▶ _DATA LINES_
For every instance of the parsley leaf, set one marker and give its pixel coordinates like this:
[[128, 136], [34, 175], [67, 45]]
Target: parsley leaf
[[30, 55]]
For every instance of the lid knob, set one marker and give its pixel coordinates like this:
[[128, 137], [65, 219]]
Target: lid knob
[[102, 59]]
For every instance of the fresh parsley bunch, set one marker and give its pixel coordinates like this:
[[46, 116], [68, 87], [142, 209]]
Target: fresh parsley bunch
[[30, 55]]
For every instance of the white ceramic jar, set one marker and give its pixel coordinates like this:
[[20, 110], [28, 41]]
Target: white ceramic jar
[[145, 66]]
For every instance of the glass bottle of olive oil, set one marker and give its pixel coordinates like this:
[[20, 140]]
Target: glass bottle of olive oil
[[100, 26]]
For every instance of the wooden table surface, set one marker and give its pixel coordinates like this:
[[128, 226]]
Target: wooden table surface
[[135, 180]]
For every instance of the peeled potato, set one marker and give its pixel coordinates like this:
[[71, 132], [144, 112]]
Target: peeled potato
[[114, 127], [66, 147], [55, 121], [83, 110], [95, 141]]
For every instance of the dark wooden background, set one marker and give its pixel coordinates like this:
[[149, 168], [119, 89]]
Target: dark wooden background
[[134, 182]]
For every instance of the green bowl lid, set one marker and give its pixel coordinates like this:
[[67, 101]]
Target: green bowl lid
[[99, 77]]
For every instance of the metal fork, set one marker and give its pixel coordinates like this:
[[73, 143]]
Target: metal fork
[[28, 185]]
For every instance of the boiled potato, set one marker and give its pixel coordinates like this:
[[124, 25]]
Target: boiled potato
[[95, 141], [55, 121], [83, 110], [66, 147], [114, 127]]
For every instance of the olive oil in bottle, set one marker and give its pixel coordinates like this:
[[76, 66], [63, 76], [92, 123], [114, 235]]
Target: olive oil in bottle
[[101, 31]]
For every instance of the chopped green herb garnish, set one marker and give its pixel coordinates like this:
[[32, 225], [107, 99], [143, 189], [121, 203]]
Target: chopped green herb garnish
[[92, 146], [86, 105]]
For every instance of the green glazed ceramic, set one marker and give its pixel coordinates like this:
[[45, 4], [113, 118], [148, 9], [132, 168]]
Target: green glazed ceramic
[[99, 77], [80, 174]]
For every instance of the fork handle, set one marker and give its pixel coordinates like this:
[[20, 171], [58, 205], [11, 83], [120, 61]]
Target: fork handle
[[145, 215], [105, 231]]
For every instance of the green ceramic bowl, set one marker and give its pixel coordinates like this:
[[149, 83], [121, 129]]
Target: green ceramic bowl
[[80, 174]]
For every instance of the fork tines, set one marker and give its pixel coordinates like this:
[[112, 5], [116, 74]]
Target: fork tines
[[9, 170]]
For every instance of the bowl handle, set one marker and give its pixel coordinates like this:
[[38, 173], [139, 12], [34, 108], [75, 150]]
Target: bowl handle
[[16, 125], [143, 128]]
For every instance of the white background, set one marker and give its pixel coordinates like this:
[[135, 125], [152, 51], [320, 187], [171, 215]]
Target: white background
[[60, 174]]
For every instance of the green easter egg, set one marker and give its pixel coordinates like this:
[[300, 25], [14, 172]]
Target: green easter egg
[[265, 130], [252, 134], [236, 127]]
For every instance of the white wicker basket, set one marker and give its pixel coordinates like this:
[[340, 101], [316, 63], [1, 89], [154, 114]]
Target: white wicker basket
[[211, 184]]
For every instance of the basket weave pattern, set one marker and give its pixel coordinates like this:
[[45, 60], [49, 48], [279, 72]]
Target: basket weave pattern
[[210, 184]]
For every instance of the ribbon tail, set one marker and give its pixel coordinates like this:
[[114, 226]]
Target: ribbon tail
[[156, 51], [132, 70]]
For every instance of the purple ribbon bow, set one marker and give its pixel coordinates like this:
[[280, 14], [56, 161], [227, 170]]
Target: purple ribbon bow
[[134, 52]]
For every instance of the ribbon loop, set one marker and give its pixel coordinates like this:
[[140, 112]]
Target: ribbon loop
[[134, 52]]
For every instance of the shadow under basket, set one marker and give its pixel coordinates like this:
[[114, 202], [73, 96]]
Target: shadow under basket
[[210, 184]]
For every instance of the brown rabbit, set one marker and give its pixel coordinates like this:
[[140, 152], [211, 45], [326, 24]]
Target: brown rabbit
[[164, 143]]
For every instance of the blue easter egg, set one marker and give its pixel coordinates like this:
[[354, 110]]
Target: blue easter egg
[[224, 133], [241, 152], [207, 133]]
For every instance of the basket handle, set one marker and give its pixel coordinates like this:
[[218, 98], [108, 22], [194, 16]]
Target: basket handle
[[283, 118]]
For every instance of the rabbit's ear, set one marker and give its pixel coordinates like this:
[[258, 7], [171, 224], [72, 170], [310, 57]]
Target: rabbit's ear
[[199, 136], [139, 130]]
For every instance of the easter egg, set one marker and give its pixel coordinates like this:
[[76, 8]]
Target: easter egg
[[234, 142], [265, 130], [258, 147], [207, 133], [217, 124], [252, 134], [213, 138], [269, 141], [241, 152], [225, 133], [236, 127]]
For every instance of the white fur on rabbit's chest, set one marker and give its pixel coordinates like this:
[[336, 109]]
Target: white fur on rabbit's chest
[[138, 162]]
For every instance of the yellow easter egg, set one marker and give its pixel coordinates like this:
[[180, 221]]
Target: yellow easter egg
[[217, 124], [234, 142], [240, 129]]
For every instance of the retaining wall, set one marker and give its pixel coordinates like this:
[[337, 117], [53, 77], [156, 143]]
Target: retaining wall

▶ _DIRECTIONS_
Copy every one of the entries above word for word, without changing any line.

▶ _ANSWER TO THE TASK_
For every instance of the parsley leaf, set one marker and give its pixel coordinates like this:
[[128, 136], [34, 175], [67, 45]]
Target: parsley leaf
[[30, 55]]
For every instance of the lid knob, set one marker and give its pixel coordinates like this:
[[128, 137], [65, 219]]
Target: lid knob
[[102, 59]]
For every instance of the fresh parsley bunch, set one marker and give its pixel coordinates like this:
[[46, 116], [68, 87], [142, 209]]
Target: fresh parsley bunch
[[30, 55]]
For every instance of the white ceramic jar, set one marker and give its pixel coordinates like this:
[[20, 110], [28, 41]]
Target: white ceramic jar
[[145, 66]]
For every instance of the glass bottle of olive oil, set one marker and give its pixel coordinates like this:
[[20, 140]]
Target: glass bottle of olive oil
[[100, 26]]
For every instance of the wooden table surface, set one marker and give its pixel coordinates like this:
[[128, 226]]
Target: wooden table surface
[[135, 180]]
For every instance of the peeled potato, set one marker and give its pixel coordinates like this:
[[71, 132], [144, 112]]
Target: peeled potato
[[114, 127], [66, 147], [55, 121], [83, 110], [95, 141]]
For every instance of the dark wooden background, set one marker and give its pixel coordinates like this:
[[149, 168], [119, 89]]
Target: dark wooden background
[[134, 182]]
For every instance of the green bowl lid, set one marker and give its pixel coordinates like this:
[[67, 101]]
Target: green bowl lid
[[99, 77]]
For every instance of the metal fork, set one marker and give its pixel coordinates like this:
[[73, 143]]
Target: metal fork
[[28, 185]]
For every instance of the boiled potato, set one marker and give its pixel coordinates like this:
[[124, 25]]
Target: boiled potato
[[95, 141], [55, 121], [83, 110], [66, 147], [114, 127]]
For every instance of the olive oil in bottle, set one marker and give its pixel coordinates like this:
[[76, 66], [63, 76], [92, 123], [114, 235]]
Target: olive oil in bottle
[[101, 31]]
For every instance of the chopped green herb garnish, set one marker and give its pixel coordinates like this:
[[32, 225], [107, 99], [143, 189], [121, 203]]
Target: chopped green herb garnish
[[92, 146], [86, 105]]
For every instance of the green glazed ceramic, set one marker and give its pixel coordinates like this:
[[45, 4], [113, 118], [148, 9], [132, 168]]
Target: green glazed ceramic
[[99, 77], [80, 174]]
For every instance of the fork handle, set one marker and give its pixel coordinates like this:
[[20, 171], [58, 205], [11, 83], [120, 61]]
Target: fork handle
[[145, 215], [105, 231]]
For every instance of the green ceramic bowl, set one marker and give its pixel coordinates like this:
[[149, 83], [121, 129]]
Target: green ceramic bowl
[[80, 174]]
For every instance of the fork tines, set one marker and give its pixel coordinates like this:
[[112, 5], [116, 74]]
Target: fork tines
[[9, 170]]
For every instance of the bowl handle, set one marker and give its pixel coordinates like this:
[[38, 173], [139, 12], [34, 108], [75, 150]]
Target: bowl handle
[[16, 125], [143, 128]]
For every instance of the white background, set one marker and give its pixel coordinates like this:
[[135, 125], [152, 51], [320, 187], [171, 215]]
Target: white background
[[60, 174]]
For every instance of the green easter egg, set one marker and give its pixel coordinates like this:
[[300, 25], [14, 172]]
Target: green easter egg
[[265, 130], [252, 134], [236, 127]]
For every instance of the white wicker basket, set one marker and give its pixel coordinates like this:
[[340, 101], [316, 63], [1, 89], [154, 114]]
Target: white wicker basket
[[211, 184]]
For every instance of the basket weave pattern, set one marker and give its pixel coordinates like this:
[[45, 60], [49, 48], [279, 72]]
Target: basket weave pattern
[[210, 184]]
For every instance of the ribbon tail, set one marker and give its pixel coordinates like this:
[[114, 226]]
Target: ribbon tail
[[156, 51], [132, 70]]
For every instance of the purple ribbon bow, set one marker and give its pixel coordinates like this:
[[280, 14], [56, 161], [227, 170]]
Target: purple ribbon bow
[[134, 52]]
For every instance of the ribbon loop, set one marker and give its pixel coordinates like this:
[[140, 112]]
Target: ribbon loop
[[134, 52]]
For every instance of the shadow under basket, set one marker and give its pixel coordinates like this:
[[114, 202], [73, 96]]
Target: shadow under basket
[[210, 184]]
For every instance of the brown rabbit, set one marker and give its pixel coordinates like this:
[[140, 152], [211, 45], [326, 24]]
Target: brown rabbit
[[164, 143]]
For every instance of the blue easter egg, set one marker and give its pixel coordinates like this:
[[354, 110]]
Target: blue easter egg
[[224, 133], [241, 152], [207, 133]]
For every instance of the basket handle, set one marker and give its pixel coordinates like this:
[[218, 98], [108, 22], [194, 16]]
Target: basket handle
[[283, 118]]
For every instance of the rabbit's ear, set one marker and give its pixel coordinates like this:
[[258, 7], [171, 224], [72, 170], [310, 57]]
Target: rabbit's ear
[[199, 136], [139, 130]]
For every instance of the easter egg, set one marker and give its pixel coordinates like this:
[[76, 8]]
Target: easter egg
[[234, 142], [265, 130], [258, 147], [207, 133], [217, 124], [252, 134], [213, 138], [269, 141], [241, 152], [225, 133], [236, 127]]
For every instance of the white fur on rabbit's chest, set one marker and give its pixel coordinates like this:
[[336, 109]]
Target: white fur on rabbit's chest
[[138, 162]]
For every instance of the yellow easter egg, set one marker and give its pixel coordinates like this:
[[180, 221]]
Target: yellow easter egg
[[217, 124], [234, 142], [240, 129]]
For every instance of the retaining wall, set one marker and give its pixel coordinates like this:
[[337, 117], [53, 77], [156, 143]]
Target: retaining wall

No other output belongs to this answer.